• **SELECTED EXCERPT**
One particularly exciting opportunity is to use black holes to probe the vexing problem of how general relativity and quantum theory can be squared with one another. The areas surrounding a black hole are one of the few places where both theories are needed to describe what is going on. Ghez spoke with New Scientist about physics, winning the Nobel prize and the work she is doing now.
Leah Crane: What prompted you to start studying supermassive black holes?
Andrea Ghez: I think it was the early moon landings that first got me interested in astrophysics and thinking about the scale of the universe. What was bothering me was boundaries; the beginning and end of time and the boundaries of space. Black holes really capture a lot of those problems with space and time, especially with how general relativity and quantum mechanics come together, so I think that’s originally what got me interested in black holes. They really represent the boundary of our understanding of how the universe works.
These monsters live at the centres of galaxies. What is that environment like?
In our galaxy, as you go towards the centre, things become much more extreme in almost any way you can describe. The density of stars increases, the speeds of stars increase and the strength of other characteristics, like their magnetic fields, increases. I like to think of it like an urban centre, and we’re out here in the suburbs where everything’s a little slower and calmer. The centre of the galaxy takes everything to the extreme, basically.
Is that what makes it so hard to study the area at the centre of our galaxy?
The centre of our galaxy has the advantage of being really close compared with the black holes in other galaxies, so we have some advantages in terms of sorting out what’s going on there. The disadvantage is that we’re looking through the plane of our own galaxy to perceive what’s at the centre.
In addition to having a lot of stars in it, our galaxy also has a lot of dust. That dust makes it difficult for light that’s emitted from the centre of the galaxy to reach us. If we were to try to look at the wavelengths that our eyes detect, we would perceive very little, because only one out of every 10 billion of these kinds of photons makes it to us.
So, it is less that there is so much going on there, more that there is stuff in between us and there?

• **WHAT THIS EXERCISE ASKS**
**a)** Answer these questions using the interview on supermassive black holes:
(i) What does Ghez say first got her interested in astrophysics?
(ii) What does she compare the centre of our galaxy to?
(iii) How many photons at the wavelengths our eyes detect reach us from the centre of the galaxy?
**b)** Proceed with the interview on supermassive black holes, picking up after its final line.
The entries that follow have no connection to the interview on supermassive black holes.

• **DATA RECORDS**
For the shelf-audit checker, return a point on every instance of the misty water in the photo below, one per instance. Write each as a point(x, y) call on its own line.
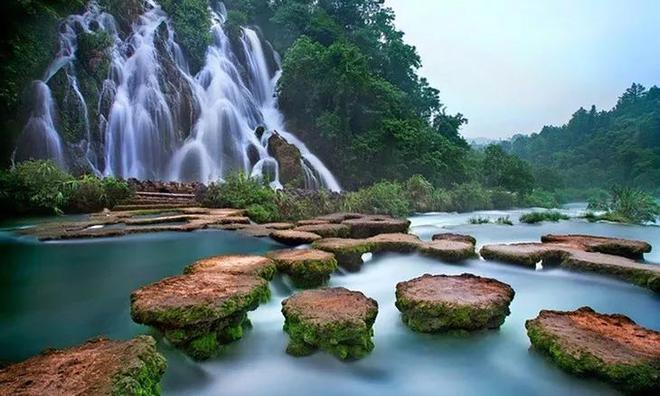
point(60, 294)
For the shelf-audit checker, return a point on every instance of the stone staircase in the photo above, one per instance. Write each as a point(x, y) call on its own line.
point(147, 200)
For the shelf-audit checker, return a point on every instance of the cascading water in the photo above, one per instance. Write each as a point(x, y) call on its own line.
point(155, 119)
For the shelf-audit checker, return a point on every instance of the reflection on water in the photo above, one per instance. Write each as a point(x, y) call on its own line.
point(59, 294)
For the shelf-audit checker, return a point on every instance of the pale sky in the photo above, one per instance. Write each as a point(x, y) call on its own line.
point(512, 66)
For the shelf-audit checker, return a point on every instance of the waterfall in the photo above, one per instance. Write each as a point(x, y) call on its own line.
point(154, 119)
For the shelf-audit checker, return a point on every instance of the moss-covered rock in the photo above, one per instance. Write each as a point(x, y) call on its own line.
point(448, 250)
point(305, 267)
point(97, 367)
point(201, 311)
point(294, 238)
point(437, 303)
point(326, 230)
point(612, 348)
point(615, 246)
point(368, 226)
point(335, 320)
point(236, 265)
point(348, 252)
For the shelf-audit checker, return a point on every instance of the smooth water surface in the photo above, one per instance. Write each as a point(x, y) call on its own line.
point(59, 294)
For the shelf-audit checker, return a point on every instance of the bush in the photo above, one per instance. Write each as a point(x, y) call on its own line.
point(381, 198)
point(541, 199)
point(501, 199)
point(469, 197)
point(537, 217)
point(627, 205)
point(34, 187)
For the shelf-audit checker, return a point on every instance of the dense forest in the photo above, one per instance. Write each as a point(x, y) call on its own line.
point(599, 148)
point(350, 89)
* * *
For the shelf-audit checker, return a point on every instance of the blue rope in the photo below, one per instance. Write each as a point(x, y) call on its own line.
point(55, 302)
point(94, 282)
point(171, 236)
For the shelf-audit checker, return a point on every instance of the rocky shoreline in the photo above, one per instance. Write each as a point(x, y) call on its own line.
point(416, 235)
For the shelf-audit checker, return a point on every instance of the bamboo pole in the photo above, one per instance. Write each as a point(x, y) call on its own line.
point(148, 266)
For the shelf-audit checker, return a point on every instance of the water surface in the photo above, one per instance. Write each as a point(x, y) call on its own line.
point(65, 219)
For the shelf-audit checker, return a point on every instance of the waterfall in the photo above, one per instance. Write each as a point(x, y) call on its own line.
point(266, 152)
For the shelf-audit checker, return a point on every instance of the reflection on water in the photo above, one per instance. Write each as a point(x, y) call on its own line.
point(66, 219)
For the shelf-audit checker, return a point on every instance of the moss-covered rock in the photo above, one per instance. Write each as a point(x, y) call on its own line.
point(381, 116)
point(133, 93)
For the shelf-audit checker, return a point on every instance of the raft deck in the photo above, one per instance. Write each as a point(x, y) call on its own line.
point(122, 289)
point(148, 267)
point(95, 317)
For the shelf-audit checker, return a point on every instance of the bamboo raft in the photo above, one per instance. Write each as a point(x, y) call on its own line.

• **THE RESPONSES**
**a)**
(i) The early moon landings.
(ii) An urban centre, with us out in the suburbs.
(iii) Only one out of every 10 billion.

**b)**
Yes, although it is true that in the centre of the galaxy the crowding of stars becomes an issue as well. Of course, that just gets more and more problematic as the galaxy centre becomes further and further away. So our own galaxy is still our best hope for making any detailed measurements. But there are also technical challenges to that.
You are known for helping to pioneer a method that overcomes those challenges. Can you tell us about that?
When observing from ground telescopes, the atmosphere blurs the images. That makes it very difficult or impossible to distinguish stars at the heart of the galaxy from one another. There are two ways I like to think about the atmosphere. One is to think of it as a river. If you were to look at a pebble at the bottom of a river, it’d be hard to see because the water is moving and distorting your view. What you’re trying to do is make that river stay still.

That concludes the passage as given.